#### SELECTED PASSAGE
[start]

# Omnistor awning repair



## Waleem (Nov 1, 2006)

Hi All
Our Omnistor awning has a couple of slight splits and a 3" tear in the fabric. I bought an Omnistor repair kit which arrived today-matching fabrics and PVC glue. Unfortunately, no instructions were included. Should I patch from top surface, bottom surface or both sides? Has anyone done this before?
Thanks in advance!


----------



## 96299 (Sep 15, 2005)

Never done it before but,I would imagine it`d be both sides to stop any fraying from either side if only one side was done.

steve


----------



## Waleem (Nov 1, 2006)

Thanks Steve-that was my initial thought too, but then I realised that it would mean rolling in a section that is three times the thickness of the original-I just dont want to risk any further problems.


----------



## 94969 (May 1, 2005)

[end]

#### DATA SUPPLIED

[start]

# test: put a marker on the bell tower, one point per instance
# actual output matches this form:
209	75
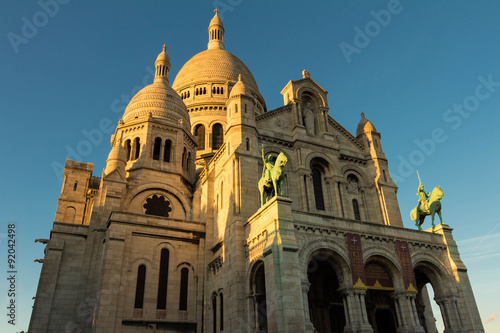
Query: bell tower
378	168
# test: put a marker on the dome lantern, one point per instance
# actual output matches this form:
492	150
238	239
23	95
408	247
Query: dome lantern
216	33
162	66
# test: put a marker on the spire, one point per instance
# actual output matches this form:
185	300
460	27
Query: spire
239	88
162	66
364	126
216	33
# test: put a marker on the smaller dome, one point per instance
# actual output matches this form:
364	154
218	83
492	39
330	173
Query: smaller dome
239	88
216	20
117	152
364	126
117	157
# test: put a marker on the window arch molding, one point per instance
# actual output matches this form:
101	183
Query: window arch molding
168	190
184	264
389	262
315	96
320	169
327	163
217	132
335	254
197	126
354	170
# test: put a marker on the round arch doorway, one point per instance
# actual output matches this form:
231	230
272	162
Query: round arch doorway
326	306
379	303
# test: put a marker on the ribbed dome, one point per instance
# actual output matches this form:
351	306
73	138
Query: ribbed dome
216	21
364	126
214	65
161	101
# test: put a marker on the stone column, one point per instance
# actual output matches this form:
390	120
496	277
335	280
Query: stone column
406	312
328	184
355	311
449	312
338	197
465	303
299	112
305	296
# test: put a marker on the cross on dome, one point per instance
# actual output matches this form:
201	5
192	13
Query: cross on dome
216	32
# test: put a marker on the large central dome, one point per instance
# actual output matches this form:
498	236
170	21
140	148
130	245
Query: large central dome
205	81
215	65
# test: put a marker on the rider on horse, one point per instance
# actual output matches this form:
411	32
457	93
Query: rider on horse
268	165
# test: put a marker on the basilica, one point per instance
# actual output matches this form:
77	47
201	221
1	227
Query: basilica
175	236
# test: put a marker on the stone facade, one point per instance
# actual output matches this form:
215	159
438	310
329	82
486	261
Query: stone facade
173	238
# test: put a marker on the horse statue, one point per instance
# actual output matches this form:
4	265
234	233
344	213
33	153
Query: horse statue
271	182
428	204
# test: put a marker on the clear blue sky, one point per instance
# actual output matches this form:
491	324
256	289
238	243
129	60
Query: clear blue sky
410	75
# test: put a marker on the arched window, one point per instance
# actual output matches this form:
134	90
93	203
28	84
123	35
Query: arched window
355	208
221	301
318	188
156	149
214	311
199	132
139	288
163	280
137	144
217	136
127	149
221	195
184	154
69	215
184	289
166	151
258	286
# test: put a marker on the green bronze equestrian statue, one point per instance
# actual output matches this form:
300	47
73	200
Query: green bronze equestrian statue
428	204
271	182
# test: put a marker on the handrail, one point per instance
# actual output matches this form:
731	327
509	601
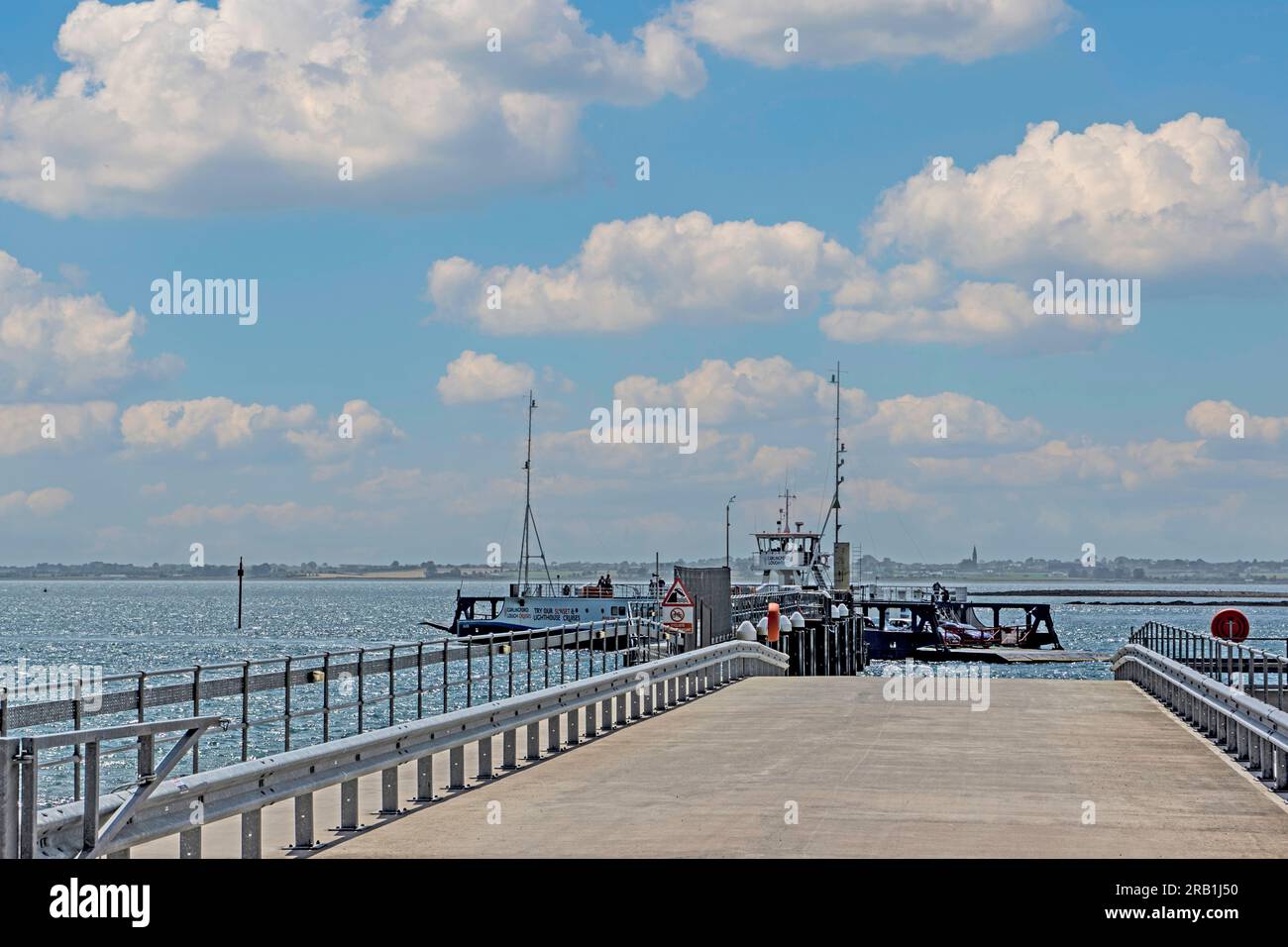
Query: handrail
20	764
1254	731
496	664
244	789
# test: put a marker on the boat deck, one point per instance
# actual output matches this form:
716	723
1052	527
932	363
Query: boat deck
1013	656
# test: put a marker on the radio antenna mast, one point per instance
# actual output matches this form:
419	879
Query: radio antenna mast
529	519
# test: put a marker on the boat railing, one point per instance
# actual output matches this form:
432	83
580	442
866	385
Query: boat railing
649	590
752	605
874	591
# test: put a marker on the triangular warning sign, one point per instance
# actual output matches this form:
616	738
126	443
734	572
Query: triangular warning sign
678	594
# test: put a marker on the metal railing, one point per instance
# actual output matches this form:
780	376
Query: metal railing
1254	672
245	789
304	698
1201	680
20	771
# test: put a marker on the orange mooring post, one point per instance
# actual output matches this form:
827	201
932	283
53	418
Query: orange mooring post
1231	624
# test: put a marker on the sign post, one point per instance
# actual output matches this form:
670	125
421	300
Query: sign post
678	608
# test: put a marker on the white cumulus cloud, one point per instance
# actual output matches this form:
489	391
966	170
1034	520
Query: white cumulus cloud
476	376
55	343
838	33
1112	197
263	103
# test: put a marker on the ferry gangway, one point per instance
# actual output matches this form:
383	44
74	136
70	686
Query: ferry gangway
1231	693
245	789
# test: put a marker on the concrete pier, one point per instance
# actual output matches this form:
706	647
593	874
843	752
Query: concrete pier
828	767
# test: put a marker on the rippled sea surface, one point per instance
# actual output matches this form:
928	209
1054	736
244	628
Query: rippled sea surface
134	625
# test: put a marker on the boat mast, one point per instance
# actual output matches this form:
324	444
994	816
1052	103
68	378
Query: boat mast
528	518
838	459
837	463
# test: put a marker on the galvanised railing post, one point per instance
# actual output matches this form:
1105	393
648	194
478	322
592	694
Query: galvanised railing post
11	780
362	690
245	710
30	758
304	836
425	779
252	834
446	682
420	680
286	705
391	688
348	806
196	711
389	791
469	674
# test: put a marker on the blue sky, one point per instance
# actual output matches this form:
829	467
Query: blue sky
347	312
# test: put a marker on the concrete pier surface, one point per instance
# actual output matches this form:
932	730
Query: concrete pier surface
722	776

[end]

#### PROBLEMS
a) Do the following statements agree with the awning repair thread? For each, answer yes or no and quote the words from the thread that decide it.
(i) The repair kit came with instructions.
(ii) The repair kit contained matching fabrics and PVC glue.
(iii) Steve had done this kind of repair before.
b) Answer these questions from the awning repair thread.
(i) Besides the tear, what other damage does the awning fabric have?
(ii) Why does Steve think both sides should be patched?
(iii) What problem does Waleem see with patching both sides?
c) Extend the awning repair thread past its last line.

#### ANSWERS TO THE EXERCISES
a)
(i) No: "Unfortunately, no instructions were included."
(ii) Yes: "matching fabrics and PVC glue"
(iii) No: "Never done it before"

b)
(i) A couple of slight splits.
(ii) To stop fraying from either side, which could happen if only one side were patched.
(iii) The awning would have to roll in a section three times as thick as the original.

c)
Waleen, before doing the repair, get a small hole punch and punch a hole at both ends of the split, it will stop the split expanding.

Roy.


----------



## Waleem (Nov 1, 2006)

Good tip Roy-thanks.


----------



## 94969 (May 1, 2005)

The above tip also works when repairing fibreglass drill a small hole at the ends of the crack and it will stop the split creeping.

Roy.


----------



## Waleem (Nov 1, 2006)

I emailed Omnistor in Holland for advice. They say that the awning should be patched from outside only and the glue takes an hour to dry. Just got to do it now !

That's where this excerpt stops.